Reproduce all of the records below word for word, omitting the pictures.

# Recorded data
• • •
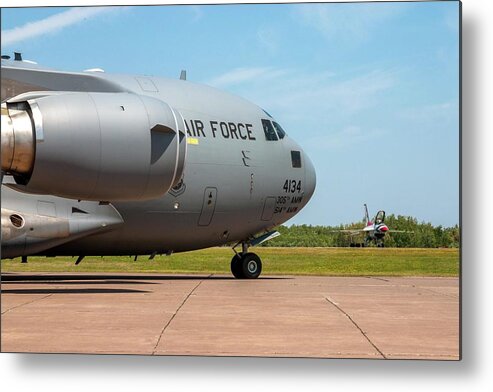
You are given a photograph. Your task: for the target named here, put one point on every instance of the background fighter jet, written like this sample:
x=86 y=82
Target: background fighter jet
x=100 y=164
x=374 y=231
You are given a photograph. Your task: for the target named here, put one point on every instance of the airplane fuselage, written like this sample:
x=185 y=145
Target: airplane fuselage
x=235 y=182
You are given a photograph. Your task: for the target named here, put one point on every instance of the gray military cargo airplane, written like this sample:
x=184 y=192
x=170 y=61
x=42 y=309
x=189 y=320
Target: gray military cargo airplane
x=100 y=164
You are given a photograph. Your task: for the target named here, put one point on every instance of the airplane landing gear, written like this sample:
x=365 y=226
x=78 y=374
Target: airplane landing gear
x=246 y=265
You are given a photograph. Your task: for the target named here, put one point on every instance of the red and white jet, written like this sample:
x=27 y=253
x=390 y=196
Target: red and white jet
x=375 y=230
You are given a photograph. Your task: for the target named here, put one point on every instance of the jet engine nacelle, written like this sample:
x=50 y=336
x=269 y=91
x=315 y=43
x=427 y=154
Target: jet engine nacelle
x=92 y=146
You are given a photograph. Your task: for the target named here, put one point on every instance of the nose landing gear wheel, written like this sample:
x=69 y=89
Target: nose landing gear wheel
x=246 y=266
x=236 y=266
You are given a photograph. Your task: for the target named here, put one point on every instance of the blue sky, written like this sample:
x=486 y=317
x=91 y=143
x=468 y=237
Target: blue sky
x=369 y=90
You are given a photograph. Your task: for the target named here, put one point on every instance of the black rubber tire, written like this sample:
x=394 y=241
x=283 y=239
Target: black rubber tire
x=251 y=266
x=236 y=265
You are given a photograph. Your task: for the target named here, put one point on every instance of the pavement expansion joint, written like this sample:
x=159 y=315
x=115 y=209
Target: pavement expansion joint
x=356 y=325
x=26 y=303
x=175 y=313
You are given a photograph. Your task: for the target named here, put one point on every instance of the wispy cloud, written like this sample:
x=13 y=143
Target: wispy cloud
x=341 y=138
x=295 y=93
x=242 y=75
x=52 y=24
x=352 y=23
x=332 y=101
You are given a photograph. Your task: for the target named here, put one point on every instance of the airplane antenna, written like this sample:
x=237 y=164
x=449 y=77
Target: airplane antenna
x=367 y=216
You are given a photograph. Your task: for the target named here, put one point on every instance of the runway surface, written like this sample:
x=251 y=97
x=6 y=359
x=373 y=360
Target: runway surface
x=291 y=316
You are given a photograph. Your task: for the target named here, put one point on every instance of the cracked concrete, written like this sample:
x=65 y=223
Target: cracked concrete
x=322 y=317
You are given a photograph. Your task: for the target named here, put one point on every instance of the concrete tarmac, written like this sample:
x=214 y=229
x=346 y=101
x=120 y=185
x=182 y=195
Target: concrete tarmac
x=274 y=316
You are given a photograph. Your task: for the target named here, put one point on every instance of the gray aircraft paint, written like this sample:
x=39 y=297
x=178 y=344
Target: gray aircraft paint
x=250 y=182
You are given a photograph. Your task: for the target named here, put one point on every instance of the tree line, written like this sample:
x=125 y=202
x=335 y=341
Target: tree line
x=421 y=235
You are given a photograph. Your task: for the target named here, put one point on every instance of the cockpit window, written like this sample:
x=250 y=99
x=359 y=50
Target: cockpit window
x=270 y=134
x=280 y=131
x=296 y=158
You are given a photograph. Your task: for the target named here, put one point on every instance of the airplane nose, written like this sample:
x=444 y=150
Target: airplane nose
x=310 y=178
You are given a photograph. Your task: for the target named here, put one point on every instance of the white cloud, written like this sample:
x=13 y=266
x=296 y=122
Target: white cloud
x=346 y=22
x=347 y=136
x=326 y=102
x=51 y=24
x=242 y=75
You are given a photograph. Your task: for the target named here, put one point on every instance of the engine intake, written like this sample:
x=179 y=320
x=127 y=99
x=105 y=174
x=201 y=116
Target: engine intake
x=93 y=146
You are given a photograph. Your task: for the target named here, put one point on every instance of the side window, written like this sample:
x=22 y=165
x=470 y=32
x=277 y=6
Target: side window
x=296 y=158
x=280 y=131
x=270 y=134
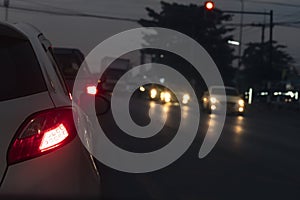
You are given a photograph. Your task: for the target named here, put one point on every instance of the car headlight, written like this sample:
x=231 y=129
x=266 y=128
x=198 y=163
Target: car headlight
x=167 y=97
x=142 y=89
x=153 y=93
x=241 y=102
x=213 y=100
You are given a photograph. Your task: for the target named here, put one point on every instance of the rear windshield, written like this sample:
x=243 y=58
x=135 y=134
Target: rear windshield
x=229 y=92
x=69 y=62
x=20 y=71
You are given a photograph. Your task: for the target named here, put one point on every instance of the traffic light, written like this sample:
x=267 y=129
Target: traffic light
x=209 y=5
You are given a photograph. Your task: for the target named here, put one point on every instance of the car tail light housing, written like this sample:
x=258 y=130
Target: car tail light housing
x=41 y=133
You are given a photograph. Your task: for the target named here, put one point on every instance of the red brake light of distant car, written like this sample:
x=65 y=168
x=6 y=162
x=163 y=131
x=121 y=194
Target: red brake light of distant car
x=92 y=90
x=42 y=133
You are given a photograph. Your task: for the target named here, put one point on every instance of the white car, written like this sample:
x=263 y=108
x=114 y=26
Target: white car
x=41 y=154
x=214 y=99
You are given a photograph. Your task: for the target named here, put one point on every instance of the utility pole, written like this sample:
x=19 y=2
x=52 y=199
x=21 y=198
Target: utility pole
x=241 y=35
x=271 y=38
x=6 y=5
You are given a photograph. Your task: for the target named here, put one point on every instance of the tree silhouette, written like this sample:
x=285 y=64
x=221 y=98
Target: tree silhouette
x=257 y=63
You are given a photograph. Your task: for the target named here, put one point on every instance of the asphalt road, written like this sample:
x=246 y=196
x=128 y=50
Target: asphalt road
x=256 y=157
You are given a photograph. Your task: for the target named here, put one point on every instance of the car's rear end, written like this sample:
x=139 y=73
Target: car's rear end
x=41 y=154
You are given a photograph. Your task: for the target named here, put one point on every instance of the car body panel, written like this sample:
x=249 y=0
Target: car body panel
x=67 y=171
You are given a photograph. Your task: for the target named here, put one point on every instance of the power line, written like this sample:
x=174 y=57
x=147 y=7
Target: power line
x=72 y=14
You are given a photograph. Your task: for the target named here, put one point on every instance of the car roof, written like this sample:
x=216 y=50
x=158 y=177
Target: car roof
x=20 y=30
x=225 y=87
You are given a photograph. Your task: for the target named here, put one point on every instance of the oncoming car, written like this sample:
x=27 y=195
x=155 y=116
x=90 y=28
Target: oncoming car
x=214 y=99
x=162 y=94
x=41 y=154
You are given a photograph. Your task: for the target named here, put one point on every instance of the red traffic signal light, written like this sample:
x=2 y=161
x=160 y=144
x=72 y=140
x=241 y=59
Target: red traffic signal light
x=209 y=5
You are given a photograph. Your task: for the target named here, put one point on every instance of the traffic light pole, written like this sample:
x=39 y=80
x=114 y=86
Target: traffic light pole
x=271 y=27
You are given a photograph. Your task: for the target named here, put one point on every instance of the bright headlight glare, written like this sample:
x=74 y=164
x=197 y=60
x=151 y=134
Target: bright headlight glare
x=213 y=100
x=153 y=93
x=186 y=97
x=167 y=96
x=142 y=89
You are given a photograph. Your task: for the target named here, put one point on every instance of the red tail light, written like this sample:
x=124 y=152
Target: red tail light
• • •
# ANSWER IN FULL
You are given a photograph. Your task: for the target named here, put one point on every instance of the background fighter jet, written like this sample:
x=86 y=82
Target: background fighter jet
x=100 y=164
x=374 y=231
You are given a photograph. Your task: for the target named here, put one point on every instance of the airplane fuselage, written like this sample:
x=185 y=145
Target: airplane fuselage
x=235 y=182
You are given a photograph. Your task: for the target named here, put one point on every instance of the gray military cargo airplane, written like this sample:
x=184 y=192
x=170 y=61
x=42 y=309
x=189 y=320
Target: gray military cargo airplane
x=100 y=164
You are given a photograph. Your task: for the target named here, put one point on every instance of the airplane landing gear, written like this sample:
x=365 y=226
x=78 y=374
Target: airplane landing gear
x=246 y=265
You are given a photograph. Your task: for the target named here, put one point on every instance of the red and white jet, written like this sample:
x=27 y=253
x=390 y=196
Target: red and white jet
x=375 y=230
You are given a photograph. Your task: for the target named here, put one point on every instance of the jet engine nacelle, written like this sample:
x=50 y=336
x=269 y=91
x=315 y=43
x=427 y=154
Target: jet engine nacelle
x=92 y=146
You are given a photograph. Your task: for the target named here, put one point on every instance of the nose landing gear wheel, written like this sample:
x=69 y=89
Target: nose landing gear wheel
x=246 y=266
x=236 y=266
You are given a photograph. Your task: for the target named here, put one point on every instance of the blue sky, written like this sample:
x=486 y=317
x=91 y=143
x=468 y=237
Target: blue sky
x=369 y=90
You are given a photograph. Your task: for the target named here, put one point on every instance of the black rubber tire, written like this sample:
x=394 y=241
x=283 y=239
Target: black rubber tire
x=251 y=266
x=236 y=265
You are given a photograph. Your task: for the target named here, put one point on every instance of the pavement expansion joint, written like this sample:
x=159 y=315
x=115 y=209
Target: pavement expansion joint
x=356 y=325
x=26 y=303
x=175 y=313
You are given a photograph. Your task: for the target named here, put one point on every instance of the wispy cloud, written like this sample:
x=13 y=143
Target: wispy cloud
x=341 y=138
x=295 y=93
x=242 y=75
x=52 y=24
x=352 y=23
x=332 y=101
You are given a photograph. Your task: for the target named here, put one point on every instance of the airplane antenna, written like this sample:
x=237 y=164
x=449 y=77
Target: airplane antenna
x=367 y=216
You are given a photograph. Your task: for the target named here, put one point on every instance of the runway surface, written like this sample:
x=251 y=97
x=6 y=359
x=373 y=360
Target: runway surface
x=291 y=316
You are given a photograph. Your task: for the target named here, put one point on every instance of the cracked concrete, written like this sample:
x=65 y=223
Target: cracked concrete
x=322 y=317
You are given a photograph. Your task: for the target named here, put one point on every instance of the concrete tarmac, written like this sample:
x=214 y=229
x=346 y=101
x=120 y=185
x=182 y=195
Target: concrete tarmac
x=274 y=316
You are given a photograph. Your task: for the target named here, put one point on every instance of the gray aircraft paint, written like this sample:
x=39 y=297
x=178 y=344
Target: gray aircraft paint
x=250 y=182
You are given a photograph. Your task: for the target named here, put one point on every instance of the tree line, written like this sample:
x=125 y=202
x=335 y=341
Target: tree line
x=421 y=235
You are given a photograph. Your task: for the target named here, put one point on every instance of the cockpit window, written like this sample:
x=250 y=99
x=359 y=50
Target: cockpit window
x=270 y=134
x=280 y=131
x=296 y=158
You are given a photograph. Your task: for the target named here, put one point on every instance of the airplane nose, written like this sample:
x=444 y=150
Target: airplane nose
x=310 y=178
You are given a photograph. Your task: for the target named here, put one point on every instance of the white cloud, written like this sample:
x=13 y=266
x=296 y=122
Target: white cloud
x=346 y=22
x=347 y=136
x=326 y=102
x=51 y=24
x=242 y=75
You are given a photograph. Your task: for the target named here, put one point on every instance of the engine intake, written like this sample:
x=179 y=320
x=127 y=99
x=105 y=174
x=201 y=116
Target: engine intake
x=93 y=146
You are given a photograph. Your task: for the target named here, put one point on every instance of the side window, written like this sample:
x=22 y=165
x=470 y=32
x=277 y=6
Target: side window
x=296 y=158
x=280 y=131
x=270 y=134
You are given a photograph. Your task: for the target named here, put one point on every instance of the car headlight, written like this sample:
x=231 y=129
x=266 y=128
x=198 y=163
Target: car headlight
x=167 y=97
x=142 y=89
x=153 y=93
x=241 y=102
x=213 y=100
You are given a photograph. Your task: for the target named here, put one point on every instance of the rear windshield, written like this sample:
x=243 y=58
x=135 y=134
Target: rear windshield
x=229 y=92
x=69 y=62
x=20 y=71
You are given a photograph. Your task: for the target named here, put one point on every instance of the traffic light, written like this sample:
x=267 y=129
Target: traffic light
x=209 y=5
You are given a photograph. Your task: for the target named here, put one point on every instance of the car tail light housing, written like this sample:
x=258 y=130
Target: car tail light housing
x=41 y=133
You are given a photograph. Your task: for the target named here, put one point on every instance of the red brake light of distant car, written like this sample:
x=65 y=168
x=6 y=162
x=163 y=131
x=121 y=194
Target: red brake light of distant car
x=92 y=90
x=42 y=133
You are given a photograph. Your task: for the target named here, put one point on every instance of the white car, written like this sample:
x=263 y=108
x=114 y=26
Target: white car
x=41 y=154
x=214 y=99
You are given a photograph. Your task: for the target named here, put one point on every instance of the utility pole, written like this sample:
x=19 y=2
x=52 y=199
x=21 y=198
Target: utility pole
x=241 y=35
x=271 y=38
x=6 y=5
You are given a photograph. Your task: for the target named here, put one point on every instance of the tree silhouette, written like this sample:
x=285 y=64
x=221 y=98
Target: tree silhouette
x=257 y=63
You are given a photograph. Your task: for the target named here, put one point on every instance of the asphalt road, written like this sample:
x=246 y=196
x=128 y=50
Target: asphalt road
x=256 y=157
You are given a photograph. Your task: for the target named here, put one point on every instance of the car's rear end, written like this sample:
x=139 y=73
Target: car's rear end
x=41 y=154
You are given a photograph. Your task: for the target named here, put one point on every instance of the car body panel, written like this sample:
x=249 y=0
Target: car body panel
x=67 y=171
You are given a photograph. Your task: for the target named here, put one point on every instance of the power line, written like this sample:
x=174 y=57
x=147 y=7
Target: power line
x=72 y=14
You are given a photograph. Your task: for the target named here, put one point on every instance of the car roof, written like this sample:
x=216 y=50
x=158 y=177
Target: car roof
x=20 y=30
x=225 y=87
You are given a photograph. Your task: for the target named here, put one point on every instance of the oncoming car, written like this sample:
x=27 y=195
x=155 y=116
x=90 y=28
Target: oncoming car
x=214 y=99
x=162 y=94
x=41 y=154
You are given a photograph. Your task: for the target named here, put one point on every instance of the red traffic signal light, written like this sample:
x=2 y=161
x=160 y=144
x=72 y=140
x=241 y=59
Target: red traffic signal light
x=209 y=5
You are given a photograph. Your task: for the target named here, put one point on every instance of the traffic light pole, written like this sample:
x=39 y=80
x=114 y=86
Target: traffic light pole
x=271 y=27
You are given a photograph. Your task: for the target named here, put one point on every instance of the bright headlight glare, written like this sample:
x=74 y=164
x=197 y=60
x=151 y=134
Target: bright headlight glare
x=213 y=100
x=153 y=93
x=186 y=97
x=167 y=96
x=142 y=89
You are given a photograph. Your task: for the target named here, put one point on every instance of the red tail light, written like this sample:
x=124 y=152
Target: red tail light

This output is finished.